> [Job]
Return verbatim the run of lines that opens with the line holding "Mark every instance of the dense" and closes with the last line of the records.

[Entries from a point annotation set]

........

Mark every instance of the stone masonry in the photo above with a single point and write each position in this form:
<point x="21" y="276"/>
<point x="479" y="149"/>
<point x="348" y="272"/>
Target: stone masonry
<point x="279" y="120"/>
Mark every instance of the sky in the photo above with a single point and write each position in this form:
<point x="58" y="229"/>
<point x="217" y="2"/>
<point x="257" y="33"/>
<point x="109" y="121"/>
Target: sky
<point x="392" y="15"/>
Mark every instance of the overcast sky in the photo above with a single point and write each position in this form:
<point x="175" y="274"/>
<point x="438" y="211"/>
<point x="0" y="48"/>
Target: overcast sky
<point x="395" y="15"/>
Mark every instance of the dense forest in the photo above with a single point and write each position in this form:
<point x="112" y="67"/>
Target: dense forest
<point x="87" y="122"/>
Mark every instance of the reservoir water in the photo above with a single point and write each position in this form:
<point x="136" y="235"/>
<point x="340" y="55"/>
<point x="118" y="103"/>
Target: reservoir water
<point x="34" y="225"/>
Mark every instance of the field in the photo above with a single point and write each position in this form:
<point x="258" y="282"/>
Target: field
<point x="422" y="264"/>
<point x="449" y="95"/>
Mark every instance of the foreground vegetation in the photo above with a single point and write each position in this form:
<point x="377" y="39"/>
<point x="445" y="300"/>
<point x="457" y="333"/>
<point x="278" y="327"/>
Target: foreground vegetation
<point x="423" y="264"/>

........

> [Correct result]
Mark every instance of the dense forest in the photo above with a single point and write each position in this form:
<point x="112" y="67"/>
Target: dense forest
<point x="87" y="122"/>
Mark every instance of the reservoir water in the photo above with a single point and write each position in this form:
<point x="136" y="235"/>
<point x="340" y="55"/>
<point x="118" y="103"/>
Target: reservoir water
<point x="34" y="225"/>
Mark every instance of the field in the photo above with a single point and write each position in this form:
<point x="258" y="282"/>
Target: field
<point x="422" y="264"/>
<point x="449" y="95"/>
Mark every instance of the foreground vegetation in the photo above with a single point and write each position in this form:
<point x="377" y="39"/>
<point x="445" y="300"/>
<point x="457" y="333"/>
<point x="278" y="327"/>
Target: foreground vegetation
<point x="423" y="264"/>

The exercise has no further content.